Facendo funzionare i TMB a pieno ritmo e attivando la linea di emergenza di Malagrotta 2, si riesce così a trattare 3000 tonnellate di rifiuti al giorno. Mancano ancora all’appello 1000 tonnellate al giorno, per essere in linea con le prescrizioni europee.

Questo deficit viene colmato nell’aprile 2013, quando a Rocca cencia entra in funzione il nuovo impianto Trito-vagliatore e una nuova stazione di trasferimento. Tutti tirano un respiro di sollievo, perché le sanzioni europee sono scongiurate.

Le cronache riportano una data: è il 10 aprile 2013. È il giorno in cui a Malagrotta viene scaricato l’ultimo carico di rifiuti urbani indifferenziati. La chiusura definitiva della discarica arriverà nei successivi cinque mesi.

In quei cinque mesi viene portato a Malagrotta solamente l’umido pretrattato, chiamato FOS (acronimo di “frazione organica stabilizzata”). Il conferimento del FOS termina il 30 settembre.

L’indomani, 1° ottobre 2013, è il primo giorno effettivo senza conferimenti in discarica.

Da allora (ed è così ancora oggi) a Malagrotta rimane in funzione la sola impiantistica di supporto, cioè i TMB, gli impianti industriali che trattano il rifiuto grezzo, rendendolo idoneo al trasporto in altre località.

In pratica, a Malagrotta, i camion colmi di rifiuti continuano ad arrivare, pieni. Ma dopo il passaggio in TMB i camion ripartono, portandosi via i rifiuti trattati e assemblati in “balle”. Malagrotta diventa da allora un “hub dei rifiuti”, in cui i rifiuti arrivano, ripartono, e non si fermano più.
※
• Obiettivo dell'esercizio
Trascrivi fedelmente la parte del brano sulla chiusura della discarica di Malagrotta che inizia con le parole "Questo deficit viene" e termina con "il 30 settembre.".

• Materiale
※
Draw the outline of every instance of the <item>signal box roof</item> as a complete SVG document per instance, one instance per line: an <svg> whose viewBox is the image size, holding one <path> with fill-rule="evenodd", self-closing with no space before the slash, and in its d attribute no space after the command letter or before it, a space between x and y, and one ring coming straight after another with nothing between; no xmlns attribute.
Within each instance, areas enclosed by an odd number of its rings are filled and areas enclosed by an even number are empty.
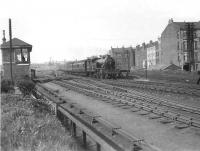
※
• Risposta
Questo deficit viene colmato nell’aprile 2013, quando a Rocca cencia entra in funzione il nuovo impianto Trito-vagliatore e una nuova stazione di trasferimento. Tutti tirano un respiro di sollievo, perché le sanzioni europee sono scongiurate.

Le cronache riportano una data: è il 10 aprile 2013. È il giorno in cui a Malagrotta viene scaricato l’ultimo carico di rifiuti urbani indifferenziati. La chiusura definitiva della discarica arriverà nei successivi cinque mesi.

In quei cinque mesi viene portato a Malagrotta solamente l’umido pretrattato, chiamato FOS (acronimo di “frazione organica stabilizzata”). Il conferimento del FOS termina il 30 settembre.